Collected data entries:
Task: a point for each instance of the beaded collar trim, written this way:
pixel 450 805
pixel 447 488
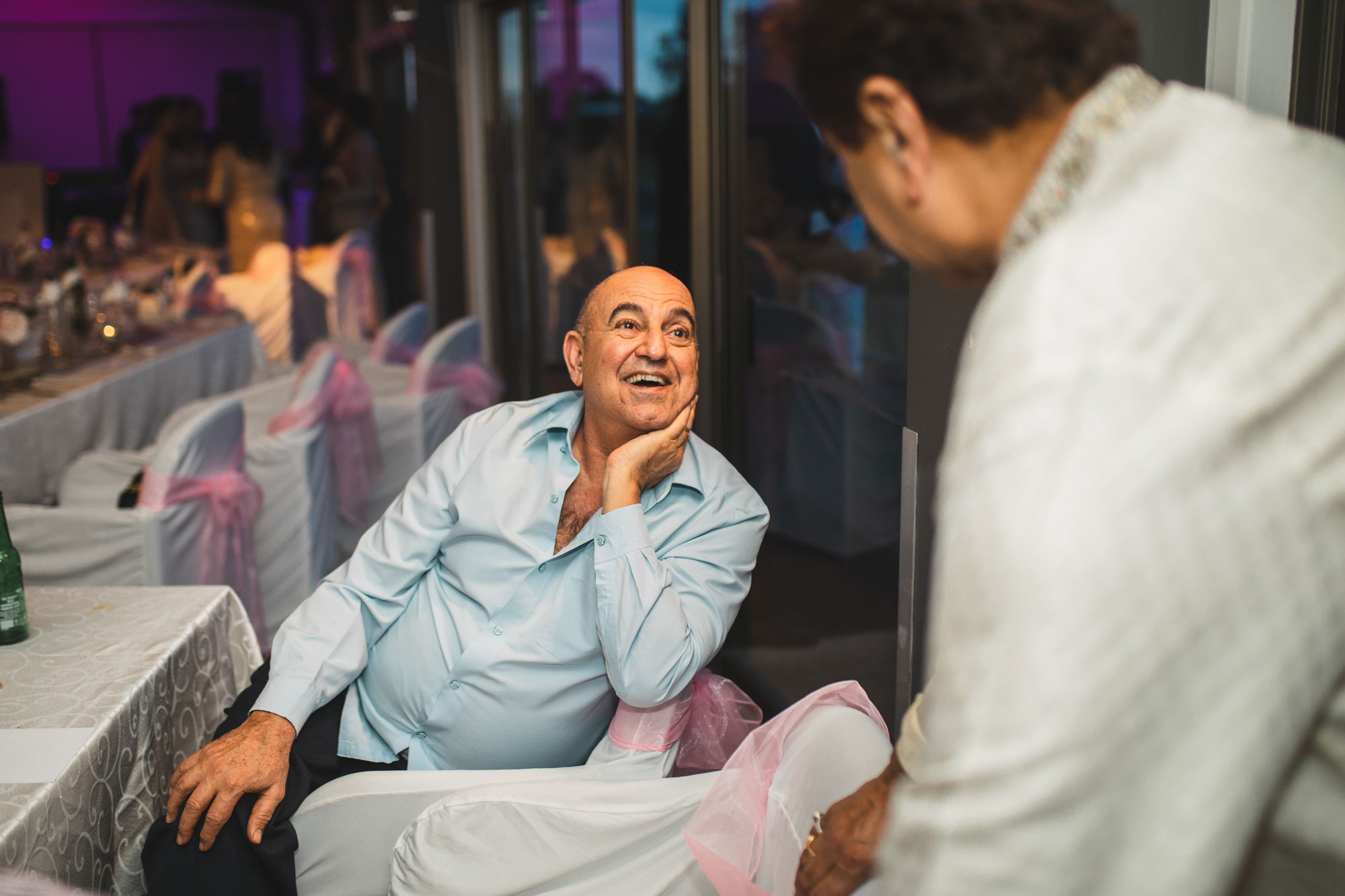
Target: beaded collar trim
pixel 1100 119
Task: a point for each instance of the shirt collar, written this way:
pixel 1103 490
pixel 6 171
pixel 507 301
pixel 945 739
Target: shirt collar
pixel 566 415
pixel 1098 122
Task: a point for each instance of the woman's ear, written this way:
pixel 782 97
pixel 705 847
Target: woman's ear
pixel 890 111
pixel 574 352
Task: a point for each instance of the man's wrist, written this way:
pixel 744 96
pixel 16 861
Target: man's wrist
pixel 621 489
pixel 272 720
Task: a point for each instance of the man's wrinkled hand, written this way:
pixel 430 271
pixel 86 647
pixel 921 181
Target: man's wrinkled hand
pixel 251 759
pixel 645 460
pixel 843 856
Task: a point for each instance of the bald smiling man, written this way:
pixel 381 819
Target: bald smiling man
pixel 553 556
...
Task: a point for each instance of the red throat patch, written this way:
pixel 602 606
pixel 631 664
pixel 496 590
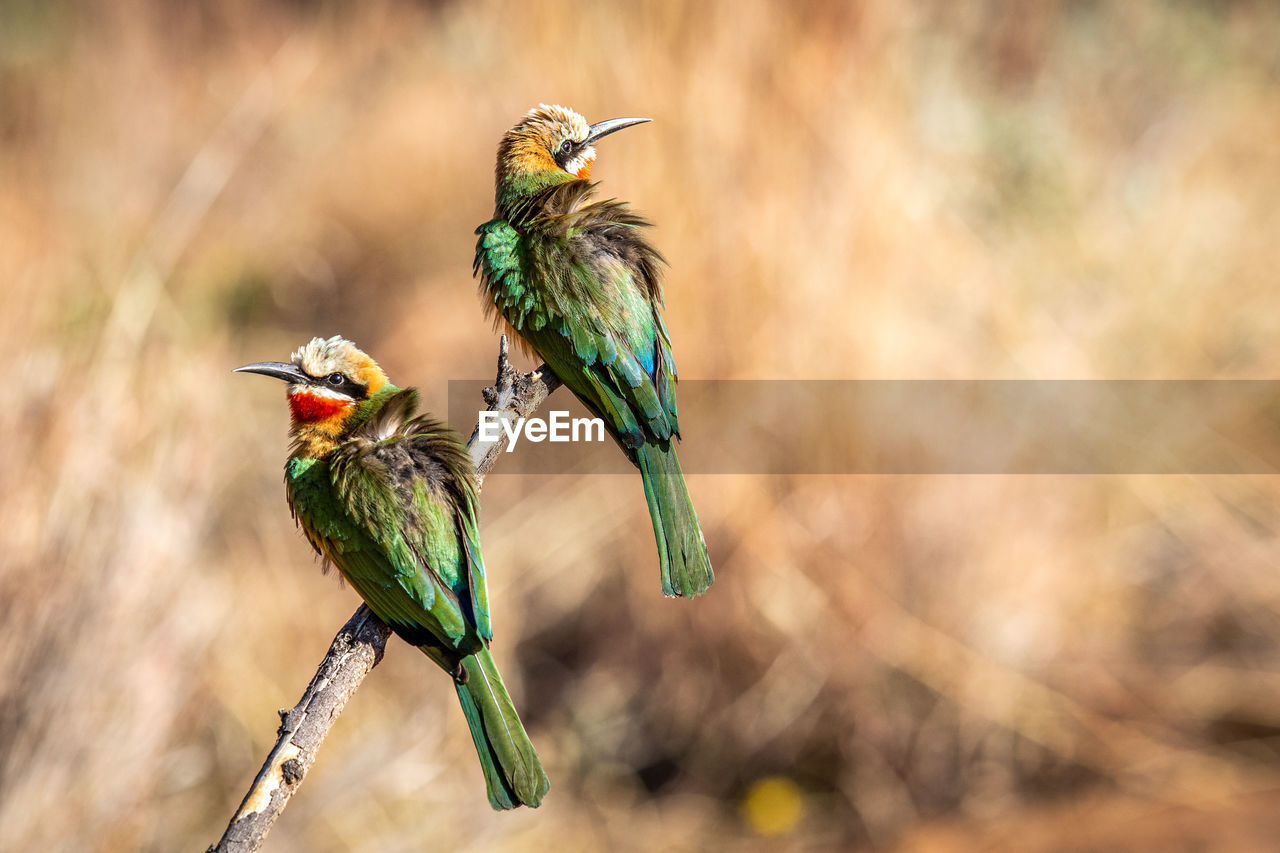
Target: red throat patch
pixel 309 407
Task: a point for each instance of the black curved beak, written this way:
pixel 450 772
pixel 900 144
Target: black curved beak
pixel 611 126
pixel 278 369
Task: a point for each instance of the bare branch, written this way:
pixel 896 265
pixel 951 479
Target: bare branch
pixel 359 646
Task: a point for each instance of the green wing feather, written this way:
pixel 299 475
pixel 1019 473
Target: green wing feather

* WHAT TO PRODUCE
Rewrite the entries that open with the line containing "Task: a point for each instance of the bare" and close with the line containing "Target: green wing feather", substituting "leafless branch" for "bare branch" and keeping everything else unchanged.

* EXERCISE OUTPUT
Task: a point for each instance of the leafless branch, written this way:
pixel 896 265
pixel 951 479
Target: leafless branch
pixel 359 646
Task: a point for each instance of the green wing feather, written this way:
pixel 299 475
pixel 1019 473
Target: green wing feather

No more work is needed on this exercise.